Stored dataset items
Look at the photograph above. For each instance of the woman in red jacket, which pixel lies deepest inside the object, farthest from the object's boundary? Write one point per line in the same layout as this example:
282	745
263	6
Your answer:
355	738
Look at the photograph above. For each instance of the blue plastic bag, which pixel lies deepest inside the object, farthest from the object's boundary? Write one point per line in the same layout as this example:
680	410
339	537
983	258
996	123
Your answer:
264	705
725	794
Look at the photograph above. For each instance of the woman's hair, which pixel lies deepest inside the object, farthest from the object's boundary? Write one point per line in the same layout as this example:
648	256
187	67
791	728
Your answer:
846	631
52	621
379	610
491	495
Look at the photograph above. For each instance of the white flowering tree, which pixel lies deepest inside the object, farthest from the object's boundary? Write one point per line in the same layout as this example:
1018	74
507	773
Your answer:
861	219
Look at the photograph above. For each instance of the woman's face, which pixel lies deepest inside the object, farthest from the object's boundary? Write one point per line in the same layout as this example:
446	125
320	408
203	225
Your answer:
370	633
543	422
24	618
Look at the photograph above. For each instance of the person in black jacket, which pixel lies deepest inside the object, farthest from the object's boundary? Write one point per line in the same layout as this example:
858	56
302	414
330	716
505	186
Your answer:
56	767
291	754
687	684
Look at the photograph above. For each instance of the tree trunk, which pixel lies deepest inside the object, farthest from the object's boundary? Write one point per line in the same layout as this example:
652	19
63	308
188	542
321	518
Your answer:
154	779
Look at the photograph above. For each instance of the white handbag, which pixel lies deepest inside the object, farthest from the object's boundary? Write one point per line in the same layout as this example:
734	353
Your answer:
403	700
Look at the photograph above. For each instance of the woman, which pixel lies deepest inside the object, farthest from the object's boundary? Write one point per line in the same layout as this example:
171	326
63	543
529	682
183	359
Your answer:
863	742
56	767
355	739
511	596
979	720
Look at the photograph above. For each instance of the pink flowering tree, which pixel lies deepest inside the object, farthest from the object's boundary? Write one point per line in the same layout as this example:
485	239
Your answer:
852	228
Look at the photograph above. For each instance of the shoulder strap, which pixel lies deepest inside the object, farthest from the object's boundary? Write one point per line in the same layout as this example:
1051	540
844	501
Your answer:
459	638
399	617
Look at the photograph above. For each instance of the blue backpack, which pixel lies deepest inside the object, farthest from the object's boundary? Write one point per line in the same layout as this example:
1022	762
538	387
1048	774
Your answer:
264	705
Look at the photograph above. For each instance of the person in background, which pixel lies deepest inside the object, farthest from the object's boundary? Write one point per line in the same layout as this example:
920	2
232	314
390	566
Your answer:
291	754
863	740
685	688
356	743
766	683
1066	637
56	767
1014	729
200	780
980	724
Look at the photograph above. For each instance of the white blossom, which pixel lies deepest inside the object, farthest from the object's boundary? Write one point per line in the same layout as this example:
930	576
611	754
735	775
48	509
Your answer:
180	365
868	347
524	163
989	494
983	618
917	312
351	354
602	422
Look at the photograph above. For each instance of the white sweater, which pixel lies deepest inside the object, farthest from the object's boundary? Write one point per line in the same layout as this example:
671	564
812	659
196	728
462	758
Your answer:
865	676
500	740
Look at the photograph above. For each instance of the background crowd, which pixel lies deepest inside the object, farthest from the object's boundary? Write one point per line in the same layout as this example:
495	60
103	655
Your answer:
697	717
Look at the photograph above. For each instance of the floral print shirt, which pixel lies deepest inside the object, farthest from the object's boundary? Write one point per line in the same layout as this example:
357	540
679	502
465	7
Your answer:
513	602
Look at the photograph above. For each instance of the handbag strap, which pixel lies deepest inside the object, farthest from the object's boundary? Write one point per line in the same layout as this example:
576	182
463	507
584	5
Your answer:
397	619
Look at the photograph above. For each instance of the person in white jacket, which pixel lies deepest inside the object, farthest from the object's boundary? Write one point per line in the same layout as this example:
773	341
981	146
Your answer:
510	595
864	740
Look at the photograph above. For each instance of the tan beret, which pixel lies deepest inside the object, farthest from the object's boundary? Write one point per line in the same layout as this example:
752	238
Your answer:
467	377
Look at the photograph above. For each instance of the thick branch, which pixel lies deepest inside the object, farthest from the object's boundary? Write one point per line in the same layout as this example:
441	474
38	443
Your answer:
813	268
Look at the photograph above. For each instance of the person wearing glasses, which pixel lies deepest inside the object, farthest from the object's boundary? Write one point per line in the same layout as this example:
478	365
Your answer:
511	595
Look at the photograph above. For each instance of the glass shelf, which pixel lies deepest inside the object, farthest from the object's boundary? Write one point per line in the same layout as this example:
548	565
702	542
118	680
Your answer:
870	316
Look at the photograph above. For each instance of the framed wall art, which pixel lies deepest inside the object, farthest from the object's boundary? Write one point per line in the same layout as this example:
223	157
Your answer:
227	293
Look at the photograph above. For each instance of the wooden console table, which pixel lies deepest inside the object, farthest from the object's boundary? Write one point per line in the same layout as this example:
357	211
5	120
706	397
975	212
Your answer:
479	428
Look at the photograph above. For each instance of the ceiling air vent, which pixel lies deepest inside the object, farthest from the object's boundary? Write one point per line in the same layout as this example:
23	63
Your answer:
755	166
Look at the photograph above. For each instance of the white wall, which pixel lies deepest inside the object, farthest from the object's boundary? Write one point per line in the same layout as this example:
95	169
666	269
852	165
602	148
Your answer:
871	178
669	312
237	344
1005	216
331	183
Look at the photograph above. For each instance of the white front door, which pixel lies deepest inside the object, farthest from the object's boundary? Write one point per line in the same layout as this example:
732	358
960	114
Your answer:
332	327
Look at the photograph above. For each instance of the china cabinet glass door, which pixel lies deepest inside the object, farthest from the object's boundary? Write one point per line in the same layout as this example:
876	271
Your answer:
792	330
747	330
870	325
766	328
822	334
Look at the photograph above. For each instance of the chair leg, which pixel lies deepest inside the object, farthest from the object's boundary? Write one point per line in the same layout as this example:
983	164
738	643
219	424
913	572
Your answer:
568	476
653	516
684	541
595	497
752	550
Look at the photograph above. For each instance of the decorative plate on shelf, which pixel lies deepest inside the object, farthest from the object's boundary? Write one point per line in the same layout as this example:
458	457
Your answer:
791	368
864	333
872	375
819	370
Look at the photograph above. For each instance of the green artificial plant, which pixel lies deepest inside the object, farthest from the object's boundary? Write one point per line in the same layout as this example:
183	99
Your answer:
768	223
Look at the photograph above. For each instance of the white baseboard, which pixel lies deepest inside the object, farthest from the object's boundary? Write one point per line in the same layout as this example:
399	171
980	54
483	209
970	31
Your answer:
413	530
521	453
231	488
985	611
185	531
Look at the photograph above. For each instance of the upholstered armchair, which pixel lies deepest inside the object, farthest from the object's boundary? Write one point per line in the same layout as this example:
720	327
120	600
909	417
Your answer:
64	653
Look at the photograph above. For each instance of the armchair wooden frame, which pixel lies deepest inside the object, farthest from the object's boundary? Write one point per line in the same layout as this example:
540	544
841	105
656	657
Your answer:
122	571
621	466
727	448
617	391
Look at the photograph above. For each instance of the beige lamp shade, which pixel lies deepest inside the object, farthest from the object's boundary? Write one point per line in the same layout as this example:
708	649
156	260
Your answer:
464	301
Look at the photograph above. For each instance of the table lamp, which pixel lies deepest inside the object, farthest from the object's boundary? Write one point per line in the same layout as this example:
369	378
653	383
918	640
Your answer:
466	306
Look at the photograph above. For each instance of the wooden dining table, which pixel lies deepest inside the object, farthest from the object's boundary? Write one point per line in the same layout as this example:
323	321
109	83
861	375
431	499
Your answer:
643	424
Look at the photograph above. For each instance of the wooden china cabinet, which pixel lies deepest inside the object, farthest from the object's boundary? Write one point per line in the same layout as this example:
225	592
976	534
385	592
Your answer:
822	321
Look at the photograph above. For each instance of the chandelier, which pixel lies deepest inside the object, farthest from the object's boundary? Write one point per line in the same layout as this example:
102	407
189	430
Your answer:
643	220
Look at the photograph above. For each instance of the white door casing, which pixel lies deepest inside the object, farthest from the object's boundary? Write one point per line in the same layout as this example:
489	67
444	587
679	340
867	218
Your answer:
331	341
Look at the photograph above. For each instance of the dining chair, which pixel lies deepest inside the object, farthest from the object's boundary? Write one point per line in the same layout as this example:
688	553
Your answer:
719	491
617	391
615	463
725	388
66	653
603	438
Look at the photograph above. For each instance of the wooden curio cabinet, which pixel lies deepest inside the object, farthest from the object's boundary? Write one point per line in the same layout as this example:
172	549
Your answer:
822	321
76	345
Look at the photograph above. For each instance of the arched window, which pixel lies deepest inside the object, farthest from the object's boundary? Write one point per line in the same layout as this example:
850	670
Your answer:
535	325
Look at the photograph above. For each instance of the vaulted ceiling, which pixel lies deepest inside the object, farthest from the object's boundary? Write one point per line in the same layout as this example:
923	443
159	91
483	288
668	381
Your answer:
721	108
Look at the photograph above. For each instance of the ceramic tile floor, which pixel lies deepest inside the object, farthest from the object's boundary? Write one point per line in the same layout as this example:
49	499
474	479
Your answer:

= BRIEF =
A count alone is required. How many lines in the entries contain the string "blue"?

= RESPONSE =
2